▶ [Text shown]:
========
2. The method as recited in claim 1, further comprising forming
said micro-cavity by first depositing and patterning an etch stop
layer, and selectively etching said micro-cavity, stopping at said
etch stop layer.
3. The method as recited in claim 1, wherein forming said inductive
element further comprises: conformally depositing sacrificial
material on sidewalls of said micro-cavity to a thickness that is
determined by a tolerance between the free-moving inductive element
to the sidewalls of said micro-cavity; depositing conductive
material in said micro-cavity; planarizing back to fill said
micro-cavity; recessing said conductive material to a predetermined
level of the height of said micro-cavity; refilling said
micro-cavity with sacrificial material to a top surface of said
micro-cavity; and selectively removing said sacrificial material to
free said conductive material from said sidewalls of said
micro-cavity.
4. The method as recited in claim 1, comprising forming said
inductive element of permalloy.
5. The method as recited in claim 3, further comprising: depositing
conductive material within said micro-cavity; planarizing said
conductive material, leaving said micro-cavity filled to a
predetermined height of said micro-cavity; and filling said
micro-cavity with sacrificial material.
6. The method as recited in claim 5 further comprising: selectively
removing said sacrificial material from the top surface of said
micro-cavity; and forming conductive wires and depositing thereon
insulating material.
7. The method as recited in claim 6 further comprising: patterning
and etching an aperture reaching said micro-cavity; and selectively
removing said sacrificial material from the top surface of said
micro-cavity and from the sidewalls thereof.
8. The method as recited in claim 6 further comprising patterning
said conductive wires including conductive wire segments that are
separate from each other, wherein said separation is substantially
aligned with said inductive element, allowing said inductive
element to short and open said wire segments when said inductive
coil is respectively energized and de-energized.
9. The method as recited in claim 7 further comprising sealing the
top surface of said micro-cavity.
10. The method as recited in claim 8, wherein said energizing and
de-energizing said inductive element is achieved by applying a
current to said coil to induce a magnetic field on said inductive
element, attracting said inductive element toward said magnetic
coil, said inductive element short-circuiting said conductive
wires.
========
▶ [Data section]:
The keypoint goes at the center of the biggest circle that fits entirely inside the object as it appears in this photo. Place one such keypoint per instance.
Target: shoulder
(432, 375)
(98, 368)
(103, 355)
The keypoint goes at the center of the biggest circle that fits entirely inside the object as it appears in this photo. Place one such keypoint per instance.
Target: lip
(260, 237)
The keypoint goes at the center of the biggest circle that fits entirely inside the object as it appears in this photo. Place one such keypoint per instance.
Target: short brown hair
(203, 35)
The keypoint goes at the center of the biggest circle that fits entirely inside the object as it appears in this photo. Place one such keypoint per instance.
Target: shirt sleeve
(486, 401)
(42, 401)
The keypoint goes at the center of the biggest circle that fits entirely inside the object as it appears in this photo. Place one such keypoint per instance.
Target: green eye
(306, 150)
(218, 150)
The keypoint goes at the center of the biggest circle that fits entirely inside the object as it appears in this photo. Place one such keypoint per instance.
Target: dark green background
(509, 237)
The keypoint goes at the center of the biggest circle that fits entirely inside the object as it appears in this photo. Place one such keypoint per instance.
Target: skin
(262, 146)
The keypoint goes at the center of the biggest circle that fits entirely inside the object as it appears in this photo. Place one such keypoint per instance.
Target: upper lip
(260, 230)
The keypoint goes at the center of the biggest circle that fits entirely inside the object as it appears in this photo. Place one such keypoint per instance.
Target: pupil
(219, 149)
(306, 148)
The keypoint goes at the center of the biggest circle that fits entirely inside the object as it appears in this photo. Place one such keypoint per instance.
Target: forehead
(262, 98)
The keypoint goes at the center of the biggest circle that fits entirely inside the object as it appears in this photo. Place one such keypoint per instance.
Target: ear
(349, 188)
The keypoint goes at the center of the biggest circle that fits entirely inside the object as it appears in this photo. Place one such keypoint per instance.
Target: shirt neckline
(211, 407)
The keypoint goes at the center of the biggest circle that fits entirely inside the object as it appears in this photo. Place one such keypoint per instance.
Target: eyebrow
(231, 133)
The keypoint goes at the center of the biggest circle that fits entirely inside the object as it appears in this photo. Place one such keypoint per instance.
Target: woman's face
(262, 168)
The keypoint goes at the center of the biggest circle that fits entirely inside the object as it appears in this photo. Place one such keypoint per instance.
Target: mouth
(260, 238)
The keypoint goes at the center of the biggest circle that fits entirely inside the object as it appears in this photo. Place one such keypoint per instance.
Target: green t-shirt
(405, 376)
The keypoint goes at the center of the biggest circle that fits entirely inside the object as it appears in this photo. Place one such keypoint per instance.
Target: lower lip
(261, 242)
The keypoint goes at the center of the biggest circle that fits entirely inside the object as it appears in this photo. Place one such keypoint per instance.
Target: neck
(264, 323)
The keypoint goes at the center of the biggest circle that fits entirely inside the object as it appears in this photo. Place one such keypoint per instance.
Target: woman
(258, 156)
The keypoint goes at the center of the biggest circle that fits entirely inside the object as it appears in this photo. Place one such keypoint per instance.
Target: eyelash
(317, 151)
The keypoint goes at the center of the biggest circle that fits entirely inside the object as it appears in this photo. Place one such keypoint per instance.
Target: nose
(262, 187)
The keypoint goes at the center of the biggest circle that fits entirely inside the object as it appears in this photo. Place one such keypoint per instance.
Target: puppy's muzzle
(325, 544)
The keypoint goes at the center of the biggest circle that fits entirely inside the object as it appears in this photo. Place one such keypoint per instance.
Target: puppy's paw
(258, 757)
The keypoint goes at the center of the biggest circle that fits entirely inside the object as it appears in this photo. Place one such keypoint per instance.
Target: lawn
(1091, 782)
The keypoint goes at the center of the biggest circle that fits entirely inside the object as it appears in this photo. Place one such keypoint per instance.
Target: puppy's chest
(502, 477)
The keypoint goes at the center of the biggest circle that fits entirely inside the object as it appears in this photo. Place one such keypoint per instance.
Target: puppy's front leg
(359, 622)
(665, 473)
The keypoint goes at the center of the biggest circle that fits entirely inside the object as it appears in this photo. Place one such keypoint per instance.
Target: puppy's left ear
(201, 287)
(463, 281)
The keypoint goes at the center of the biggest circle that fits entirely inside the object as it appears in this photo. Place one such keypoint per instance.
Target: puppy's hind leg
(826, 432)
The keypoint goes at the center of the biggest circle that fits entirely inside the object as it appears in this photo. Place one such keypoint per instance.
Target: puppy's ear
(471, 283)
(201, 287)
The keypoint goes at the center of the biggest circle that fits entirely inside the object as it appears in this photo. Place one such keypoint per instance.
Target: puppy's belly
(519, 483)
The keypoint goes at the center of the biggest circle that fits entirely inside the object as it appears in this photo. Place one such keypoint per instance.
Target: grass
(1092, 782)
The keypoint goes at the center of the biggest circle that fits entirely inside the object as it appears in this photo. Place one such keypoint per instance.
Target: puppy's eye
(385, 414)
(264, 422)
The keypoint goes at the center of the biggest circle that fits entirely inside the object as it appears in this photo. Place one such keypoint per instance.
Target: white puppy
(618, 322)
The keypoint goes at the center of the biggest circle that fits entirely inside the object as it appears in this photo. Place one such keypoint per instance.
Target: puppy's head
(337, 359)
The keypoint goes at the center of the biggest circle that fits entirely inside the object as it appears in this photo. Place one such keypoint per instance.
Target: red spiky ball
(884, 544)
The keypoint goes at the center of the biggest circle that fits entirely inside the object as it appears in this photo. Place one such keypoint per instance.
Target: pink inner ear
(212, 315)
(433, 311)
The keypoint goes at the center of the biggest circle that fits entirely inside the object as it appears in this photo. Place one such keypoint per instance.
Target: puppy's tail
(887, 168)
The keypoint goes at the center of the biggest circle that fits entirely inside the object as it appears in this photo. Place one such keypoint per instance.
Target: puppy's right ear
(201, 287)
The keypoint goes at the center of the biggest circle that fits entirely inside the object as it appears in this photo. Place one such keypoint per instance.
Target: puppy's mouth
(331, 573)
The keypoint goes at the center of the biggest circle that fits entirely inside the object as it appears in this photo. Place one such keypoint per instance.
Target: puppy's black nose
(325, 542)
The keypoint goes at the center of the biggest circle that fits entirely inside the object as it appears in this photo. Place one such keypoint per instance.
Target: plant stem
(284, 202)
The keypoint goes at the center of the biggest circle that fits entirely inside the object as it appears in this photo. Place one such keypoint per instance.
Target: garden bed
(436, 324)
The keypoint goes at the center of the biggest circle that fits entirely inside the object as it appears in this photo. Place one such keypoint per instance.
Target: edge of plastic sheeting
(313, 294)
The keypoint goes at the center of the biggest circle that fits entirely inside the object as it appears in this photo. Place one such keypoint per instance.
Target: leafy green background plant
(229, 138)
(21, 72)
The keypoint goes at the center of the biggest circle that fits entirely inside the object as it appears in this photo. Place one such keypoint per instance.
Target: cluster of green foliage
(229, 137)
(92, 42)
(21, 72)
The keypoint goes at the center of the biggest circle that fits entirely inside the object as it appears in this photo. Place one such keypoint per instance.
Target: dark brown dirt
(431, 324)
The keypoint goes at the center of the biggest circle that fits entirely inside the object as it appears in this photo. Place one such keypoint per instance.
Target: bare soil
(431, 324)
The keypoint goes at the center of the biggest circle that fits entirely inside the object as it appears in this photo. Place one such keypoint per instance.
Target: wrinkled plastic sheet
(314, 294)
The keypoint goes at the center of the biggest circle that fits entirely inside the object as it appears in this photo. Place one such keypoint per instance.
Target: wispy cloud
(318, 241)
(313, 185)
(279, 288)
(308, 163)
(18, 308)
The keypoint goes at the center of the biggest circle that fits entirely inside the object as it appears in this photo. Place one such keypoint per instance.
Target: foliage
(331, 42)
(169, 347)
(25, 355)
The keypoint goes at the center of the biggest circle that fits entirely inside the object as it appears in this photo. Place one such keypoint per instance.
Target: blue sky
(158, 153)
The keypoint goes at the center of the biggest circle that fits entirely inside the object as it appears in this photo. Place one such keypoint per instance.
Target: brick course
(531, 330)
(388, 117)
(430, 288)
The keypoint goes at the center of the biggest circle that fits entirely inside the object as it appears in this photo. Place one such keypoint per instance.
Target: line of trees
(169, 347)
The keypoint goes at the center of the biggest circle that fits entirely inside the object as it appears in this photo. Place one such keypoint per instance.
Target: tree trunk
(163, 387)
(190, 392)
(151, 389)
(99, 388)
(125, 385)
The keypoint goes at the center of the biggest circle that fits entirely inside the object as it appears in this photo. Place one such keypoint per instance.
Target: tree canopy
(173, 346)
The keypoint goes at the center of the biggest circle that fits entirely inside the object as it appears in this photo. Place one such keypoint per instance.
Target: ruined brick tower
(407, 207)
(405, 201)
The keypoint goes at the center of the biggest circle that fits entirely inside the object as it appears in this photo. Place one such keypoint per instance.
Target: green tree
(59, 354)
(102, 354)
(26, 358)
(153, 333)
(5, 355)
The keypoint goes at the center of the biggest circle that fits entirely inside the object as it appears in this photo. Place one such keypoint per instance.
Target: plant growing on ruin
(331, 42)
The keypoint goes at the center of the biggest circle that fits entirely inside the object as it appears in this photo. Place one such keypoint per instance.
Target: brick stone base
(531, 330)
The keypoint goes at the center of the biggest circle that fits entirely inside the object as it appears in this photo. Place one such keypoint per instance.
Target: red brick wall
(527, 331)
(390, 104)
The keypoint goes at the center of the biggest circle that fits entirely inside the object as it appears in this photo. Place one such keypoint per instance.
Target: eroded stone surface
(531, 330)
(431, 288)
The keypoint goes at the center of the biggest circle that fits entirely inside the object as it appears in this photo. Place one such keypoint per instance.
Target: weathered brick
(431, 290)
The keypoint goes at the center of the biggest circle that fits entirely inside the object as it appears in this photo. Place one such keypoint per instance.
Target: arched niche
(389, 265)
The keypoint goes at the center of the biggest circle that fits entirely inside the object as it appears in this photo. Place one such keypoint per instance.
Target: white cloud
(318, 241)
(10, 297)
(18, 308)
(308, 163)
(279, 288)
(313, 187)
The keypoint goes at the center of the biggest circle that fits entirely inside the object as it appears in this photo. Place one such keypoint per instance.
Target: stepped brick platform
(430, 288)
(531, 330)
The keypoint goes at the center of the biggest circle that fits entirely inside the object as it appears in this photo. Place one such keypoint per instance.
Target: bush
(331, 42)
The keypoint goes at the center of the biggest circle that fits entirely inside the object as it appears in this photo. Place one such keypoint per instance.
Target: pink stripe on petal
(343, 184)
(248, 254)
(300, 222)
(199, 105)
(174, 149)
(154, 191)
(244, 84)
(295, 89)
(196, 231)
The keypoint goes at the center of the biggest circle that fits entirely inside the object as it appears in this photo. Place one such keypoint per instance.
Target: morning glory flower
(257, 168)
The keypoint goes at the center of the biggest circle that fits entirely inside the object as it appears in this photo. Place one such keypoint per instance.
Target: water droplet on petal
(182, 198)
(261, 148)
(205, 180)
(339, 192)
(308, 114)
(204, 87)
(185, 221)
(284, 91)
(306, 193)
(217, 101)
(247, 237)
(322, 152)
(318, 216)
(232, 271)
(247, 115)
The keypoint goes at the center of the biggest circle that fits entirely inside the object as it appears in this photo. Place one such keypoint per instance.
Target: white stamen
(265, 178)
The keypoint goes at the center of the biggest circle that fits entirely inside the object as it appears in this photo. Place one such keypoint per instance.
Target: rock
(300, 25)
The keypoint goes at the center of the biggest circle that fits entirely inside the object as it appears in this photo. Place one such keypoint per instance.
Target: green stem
========
▶ [Exercise requirements]:
A – Answer these from the micro-cavity claims, one line per answer, marked (i), (ii) and (iii):
(i) According to claim 2, at which layer does the selective etching of the micro-cavity stop?
(ii) What material does claim 4 specify for the inductive element?
(iii) What additional step does claim 9 add to the method?
B – In the micro-cavity claims, claim 3 describes how the inductive element is formed. List every step in that claim, in order.

▶ [The solutions]:
A –
(i) The etch stop layer.
(ii) Permalloy.
(iii) Sealing the top surface of the micro-cavity.

B –
1. Conformally depositing sacrificial material on the sidewalls of the micro-cavity, to a thickness set by the tolerance between the free-moving inductive element and the sidewalls
2. Depositing conductive material in the micro-cavity
3. Planarizing back to fill the micro-cavity
4. Recessing the conductive material to a predetermined level of the micro-cavity's height
5. Refilling the micro-cavity with sacrificial material to its top surface
6. Selectively removing the sacrificial material to free the conductive material from the sidewalls of the micro-cavity